DIRECTIONS =>
Print the complete set of entries exactly.

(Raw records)
◇ ◇ ◇ ◇ ◇

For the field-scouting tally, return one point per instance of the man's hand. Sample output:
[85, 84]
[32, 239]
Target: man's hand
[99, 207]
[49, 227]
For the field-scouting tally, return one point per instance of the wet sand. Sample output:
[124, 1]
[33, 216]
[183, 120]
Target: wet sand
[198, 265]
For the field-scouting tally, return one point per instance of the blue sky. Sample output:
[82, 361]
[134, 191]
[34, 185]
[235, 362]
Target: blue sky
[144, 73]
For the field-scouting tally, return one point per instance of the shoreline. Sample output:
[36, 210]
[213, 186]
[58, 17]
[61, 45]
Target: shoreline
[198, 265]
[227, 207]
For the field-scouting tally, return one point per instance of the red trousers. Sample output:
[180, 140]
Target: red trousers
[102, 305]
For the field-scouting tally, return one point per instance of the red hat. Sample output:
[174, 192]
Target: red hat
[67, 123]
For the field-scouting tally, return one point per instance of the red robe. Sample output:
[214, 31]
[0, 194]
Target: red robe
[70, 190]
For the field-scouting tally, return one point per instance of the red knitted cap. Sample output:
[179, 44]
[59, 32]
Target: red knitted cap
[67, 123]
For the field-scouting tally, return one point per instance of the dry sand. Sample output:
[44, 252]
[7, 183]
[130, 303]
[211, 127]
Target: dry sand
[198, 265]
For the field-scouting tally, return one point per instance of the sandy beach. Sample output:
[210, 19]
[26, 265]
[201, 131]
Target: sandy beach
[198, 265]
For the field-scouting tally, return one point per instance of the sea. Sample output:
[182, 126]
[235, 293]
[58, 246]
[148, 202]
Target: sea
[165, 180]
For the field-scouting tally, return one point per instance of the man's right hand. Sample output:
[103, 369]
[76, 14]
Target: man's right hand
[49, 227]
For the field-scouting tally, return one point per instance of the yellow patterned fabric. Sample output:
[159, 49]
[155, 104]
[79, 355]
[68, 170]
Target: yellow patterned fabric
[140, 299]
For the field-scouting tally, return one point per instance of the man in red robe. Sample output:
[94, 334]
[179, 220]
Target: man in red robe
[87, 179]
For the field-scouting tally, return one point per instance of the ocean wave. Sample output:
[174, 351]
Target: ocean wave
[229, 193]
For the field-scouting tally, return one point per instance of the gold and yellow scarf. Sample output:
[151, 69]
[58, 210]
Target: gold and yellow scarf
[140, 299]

◇ ◇ ◇ ◇ ◇

RESPONSE TO THIS EXERCISE =>
For the field-scouting tally, return one point per instance of the man's hand. Sample output:
[85, 84]
[32, 239]
Target: man's hand
[99, 207]
[49, 227]
For the field-scouting tally, return one point per instance of the wet sand. Sample output:
[124, 1]
[33, 216]
[183, 120]
Target: wet sand
[198, 265]
For the field-scouting tally, return one point per instance of the blue sky. Sample output:
[82, 361]
[134, 191]
[34, 185]
[235, 362]
Target: blue sky
[144, 73]
For the field-scouting tally, return one point per instance of the shoreline. Sample output:
[36, 210]
[213, 186]
[58, 17]
[61, 45]
Target: shoreline
[198, 265]
[227, 207]
For the field-scouting tally, return one point per instance of the red trousers. Sample output:
[180, 140]
Target: red trousers
[102, 305]
For the field-scouting tally, return one point per instance of the red hat. Sample output:
[174, 192]
Target: red hat
[67, 123]
For the field-scouting tally, return one point per instance of the red robe. Sample output:
[214, 31]
[0, 194]
Target: red robe
[70, 190]
For the field-scouting tally, return one point per instance of the red knitted cap. Sample output:
[179, 44]
[59, 32]
Target: red knitted cap
[67, 123]
For the field-scouting tally, return one point per instance of the dry sand. Sample output:
[44, 252]
[7, 183]
[130, 303]
[211, 127]
Target: dry sand
[198, 265]
For the field-scouting tally, return one point per instance of the sandy beach. Sample output:
[210, 19]
[26, 265]
[201, 131]
Target: sandy beach
[198, 265]
For the field-scouting tally, return one point per instance of the sea. Sample output:
[182, 126]
[235, 293]
[58, 246]
[148, 202]
Target: sea
[165, 180]
For the field-scouting tally, return one point per instance of the man's right hand. Sample output:
[103, 369]
[76, 14]
Target: man's right hand
[49, 227]
For the field-scouting tally, return one point per instance of the yellow patterned fabric. Sample output:
[159, 49]
[155, 104]
[79, 355]
[68, 170]
Target: yellow patterned fabric
[140, 299]
For the field-scouting tally, return one point per instance of the man in red robe. Sample output:
[94, 334]
[179, 220]
Target: man in red robe
[87, 179]
For the field-scouting tally, return one point per instance of the ocean wave. Sample output:
[174, 351]
Target: ocean wave
[229, 193]
For the field-scouting tally, return one point per instance of the gold and yellow scarf. Sample output:
[151, 69]
[58, 210]
Target: gold and yellow scarf
[140, 299]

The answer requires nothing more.